## [Exercise brief]
After locating the line with "Target: road shadow" in the records below, print it and every line after it exactly.

## [Source records]

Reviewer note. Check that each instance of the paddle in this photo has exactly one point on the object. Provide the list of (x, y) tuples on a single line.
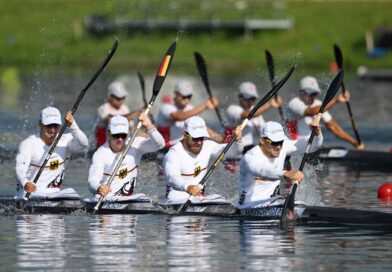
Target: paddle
[(65, 125), (289, 202), (339, 61), (158, 82), (142, 85), (202, 68), (271, 70), (264, 100)]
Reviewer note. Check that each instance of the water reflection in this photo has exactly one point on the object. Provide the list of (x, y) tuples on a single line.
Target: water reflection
[(189, 244), (40, 242), (113, 242)]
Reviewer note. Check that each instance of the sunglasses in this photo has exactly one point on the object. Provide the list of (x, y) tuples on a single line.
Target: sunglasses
[(118, 98), (119, 135), (269, 141), (186, 96), (198, 139)]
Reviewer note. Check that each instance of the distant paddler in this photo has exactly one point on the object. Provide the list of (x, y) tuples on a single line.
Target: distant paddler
[(186, 162), (236, 113), (105, 159), (305, 106), (171, 116), (115, 105), (261, 168), (32, 152)]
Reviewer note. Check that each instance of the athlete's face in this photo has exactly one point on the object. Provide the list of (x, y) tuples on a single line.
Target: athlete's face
[(181, 101), (193, 145), (49, 132), (117, 141), (270, 149), (116, 102), (308, 98)]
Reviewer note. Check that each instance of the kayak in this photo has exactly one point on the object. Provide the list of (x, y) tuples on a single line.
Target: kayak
[(304, 214)]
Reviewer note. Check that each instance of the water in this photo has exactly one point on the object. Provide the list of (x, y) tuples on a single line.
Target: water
[(82, 242)]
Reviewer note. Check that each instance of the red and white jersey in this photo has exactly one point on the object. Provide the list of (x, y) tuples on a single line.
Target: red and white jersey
[(171, 130), (260, 176), (106, 109), (105, 160), (183, 168), (32, 153), (250, 132), (297, 123)]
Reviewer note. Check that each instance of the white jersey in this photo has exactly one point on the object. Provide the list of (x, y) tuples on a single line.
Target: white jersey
[(32, 153), (171, 130), (260, 176), (251, 131), (183, 168), (105, 160), (298, 124)]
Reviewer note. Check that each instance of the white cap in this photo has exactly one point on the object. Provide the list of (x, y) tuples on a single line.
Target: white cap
[(309, 85), (273, 131), (196, 127), (118, 124), (50, 115), (117, 89), (248, 90), (184, 88)]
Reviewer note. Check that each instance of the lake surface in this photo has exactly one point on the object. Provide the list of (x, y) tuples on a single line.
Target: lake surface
[(82, 242)]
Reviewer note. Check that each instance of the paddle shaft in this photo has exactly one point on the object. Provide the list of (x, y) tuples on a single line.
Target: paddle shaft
[(339, 61), (78, 100), (271, 70), (202, 68), (264, 100)]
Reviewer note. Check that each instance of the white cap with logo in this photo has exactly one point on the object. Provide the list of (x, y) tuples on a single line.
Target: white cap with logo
[(196, 127), (273, 131), (184, 87), (117, 89), (309, 85), (118, 124), (248, 90), (50, 115)]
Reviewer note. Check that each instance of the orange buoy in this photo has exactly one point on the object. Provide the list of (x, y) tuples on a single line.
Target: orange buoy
[(385, 192)]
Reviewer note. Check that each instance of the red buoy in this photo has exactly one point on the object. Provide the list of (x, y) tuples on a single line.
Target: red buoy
[(385, 192)]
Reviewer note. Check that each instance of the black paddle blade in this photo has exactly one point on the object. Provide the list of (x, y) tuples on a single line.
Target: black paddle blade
[(270, 66), (202, 68), (338, 55), (332, 89), (142, 85), (163, 69), (271, 93)]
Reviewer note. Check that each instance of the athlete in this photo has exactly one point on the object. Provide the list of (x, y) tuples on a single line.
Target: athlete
[(105, 159), (186, 162), (33, 151), (261, 168), (171, 116), (114, 106), (236, 113), (302, 108)]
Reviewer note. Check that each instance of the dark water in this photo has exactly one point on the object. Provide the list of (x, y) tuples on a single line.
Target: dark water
[(81, 242)]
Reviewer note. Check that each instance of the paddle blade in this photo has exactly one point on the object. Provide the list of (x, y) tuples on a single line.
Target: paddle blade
[(142, 85), (270, 66), (271, 93), (163, 69), (202, 68), (332, 89), (338, 56)]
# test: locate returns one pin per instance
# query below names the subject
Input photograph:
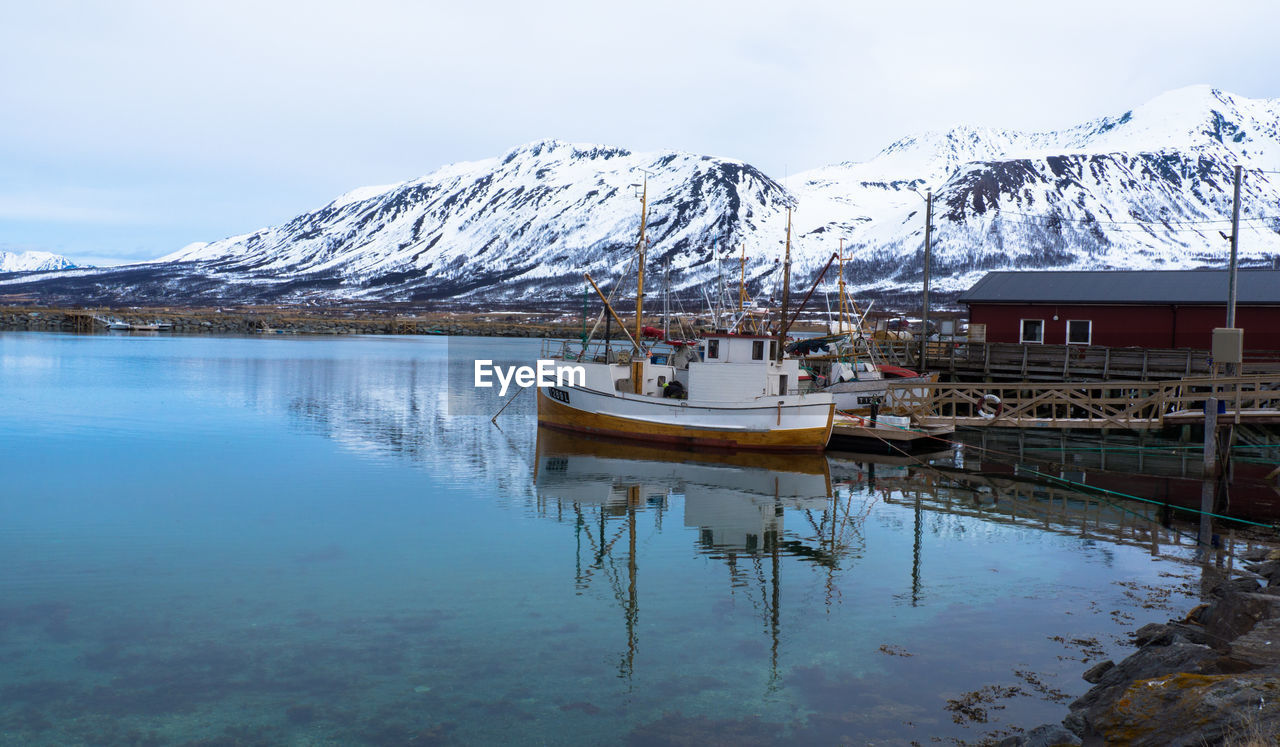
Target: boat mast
(841, 328)
(640, 247)
(786, 293)
(666, 299)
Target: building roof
(1164, 287)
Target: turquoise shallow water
(237, 541)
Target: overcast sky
(132, 128)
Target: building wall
(1143, 326)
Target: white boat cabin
(722, 367)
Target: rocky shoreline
(231, 322)
(1210, 678)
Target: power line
(1165, 223)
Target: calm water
(292, 541)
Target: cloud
(36, 209)
(242, 113)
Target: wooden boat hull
(799, 427)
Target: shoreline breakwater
(301, 322)
(1208, 678)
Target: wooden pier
(1088, 404)
(963, 358)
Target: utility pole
(786, 294)
(1235, 244)
(928, 255)
(640, 247)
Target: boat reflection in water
(735, 503)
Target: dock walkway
(1088, 404)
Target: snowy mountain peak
(1144, 188)
(32, 262)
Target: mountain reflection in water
(296, 541)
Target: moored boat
(725, 390)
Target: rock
(1267, 569)
(1097, 670)
(1235, 613)
(1150, 661)
(1157, 633)
(1048, 736)
(1260, 646)
(1193, 709)
(1246, 585)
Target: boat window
(1079, 331)
(1032, 330)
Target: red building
(1146, 308)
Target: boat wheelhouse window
(1079, 331)
(1032, 331)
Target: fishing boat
(725, 390)
(844, 362)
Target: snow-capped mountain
(32, 261)
(1147, 188)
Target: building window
(1079, 331)
(1033, 330)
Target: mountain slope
(1147, 188)
(32, 261)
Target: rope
(1083, 485)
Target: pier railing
(1055, 362)
(1095, 404)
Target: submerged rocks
(1210, 678)
(1042, 736)
(1192, 709)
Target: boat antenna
(786, 292)
(640, 248)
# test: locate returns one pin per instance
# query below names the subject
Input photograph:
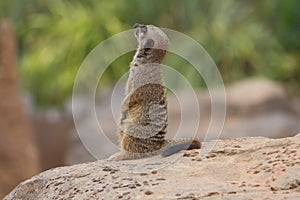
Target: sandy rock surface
(245, 168)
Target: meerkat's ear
(149, 44)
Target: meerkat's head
(150, 37)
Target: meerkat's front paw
(118, 156)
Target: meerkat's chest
(145, 74)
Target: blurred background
(255, 44)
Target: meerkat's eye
(143, 29)
(136, 32)
(149, 44)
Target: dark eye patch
(149, 44)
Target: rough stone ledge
(245, 168)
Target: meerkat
(143, 121)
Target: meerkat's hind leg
(177, 145)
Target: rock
(18, 153)
(245, 168)
(255, 95)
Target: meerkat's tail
(174, 146)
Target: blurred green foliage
(244, 38)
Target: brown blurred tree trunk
(18, 154)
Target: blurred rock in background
(18, 152)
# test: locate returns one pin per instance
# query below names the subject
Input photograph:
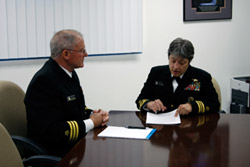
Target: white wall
(114, 82)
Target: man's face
(178, 65)
(77, 55)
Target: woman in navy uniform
(179, 85)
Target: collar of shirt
(67, 72)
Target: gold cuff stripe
(141, 102)
(201, 107)
(74, 130)
(70, 134)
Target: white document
(163, 118)
(123, 132)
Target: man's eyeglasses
(80, 51)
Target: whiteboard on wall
(108, 26)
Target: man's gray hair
(181, 47)
(64, 39)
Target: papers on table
(163, 118)
(123, 132)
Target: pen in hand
(135, 127)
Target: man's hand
(156, 106)
(184, 109)
(100, 117)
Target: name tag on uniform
(71, 98)
(159, 83)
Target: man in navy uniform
(179, 85)
(57, 116)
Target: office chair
(10, 157)
(218, 91)
(13, 118)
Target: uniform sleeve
(145, 95)
(46, 115)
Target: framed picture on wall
(195, 10)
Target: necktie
(175, 82)
(178, 79)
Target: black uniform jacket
(196, 87)
(55, 106)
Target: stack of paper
(163, 118)
(123, 132)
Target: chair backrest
(12, 108)
(217, 88)
(9, 155)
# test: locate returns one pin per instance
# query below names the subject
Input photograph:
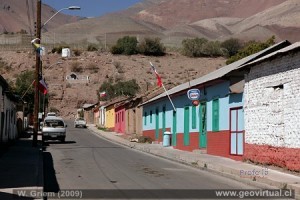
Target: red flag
(159, 82)
(42, 86)
(103, 94)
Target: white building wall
(272, 102)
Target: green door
(174, 128)
(186, 134)
(156, 124)
(202, 126)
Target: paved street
(87, 161)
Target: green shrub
(152, 47)
(92, 47)
(76, 67)
(126, 45)
(194, 47)
(77, 52)
(231, 46)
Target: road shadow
(50, 181)
(8, 196)
(47, 143)
(19, 165)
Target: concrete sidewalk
(241, 171)
(21, 167)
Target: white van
(51, 114)
(54, 128)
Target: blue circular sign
(193, 94)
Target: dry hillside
(67, 96)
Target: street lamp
(38, 65)
(68, 8)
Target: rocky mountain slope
(174, 21)
(171, 20)
(16, 15)
(67, 95)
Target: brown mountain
(16, 15)
(171, 20)
(175, 20)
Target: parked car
(54, 128)
(51, 114)
(79, 122)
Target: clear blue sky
(91, 8)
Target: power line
(28, 17)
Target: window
(164, 119)
(215, 115)
(194, 117)
(145, 118)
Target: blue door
(237, 131)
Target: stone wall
(272, 111)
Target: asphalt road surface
(94, 166)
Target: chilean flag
(103, 94)
(159, 82)
(42, 86)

## [Answer space]
Target: road shadow
(50, 181)
(8, 196)
(47, 143)
(19, 165)
Target: concrete sidewalk
(241, 171)
(21, 167)
Target: white van
(51, 114)
(54, 128)
Target: blue circular sign
(193, 94)
Target: dry hillside
(67, 96)
Target: street lamp
(38, 65)
(68, 8)
Target: rocky mountain slope
(174, 21)
(171, 20)
(16, 15)
(67, 95)
Target: brown mountain
(16, 15)
(171, 20)
(175, 20)
Target: parked car
(54, 128)
(51, 114)
(79, 122)
Target: clear blue sky
(91, 8)
Target: power line
(28, 17)
Target: window
(164, 119)
(215, 115)
(194, 117)
(145, 118)
Target: blue door
(237, 131)
Target: stone wall
(272, 111)
Target: asphalt road surface
(94, 166)
Target: chilean flag
(103, 94)
(159, 82)
(42, 86)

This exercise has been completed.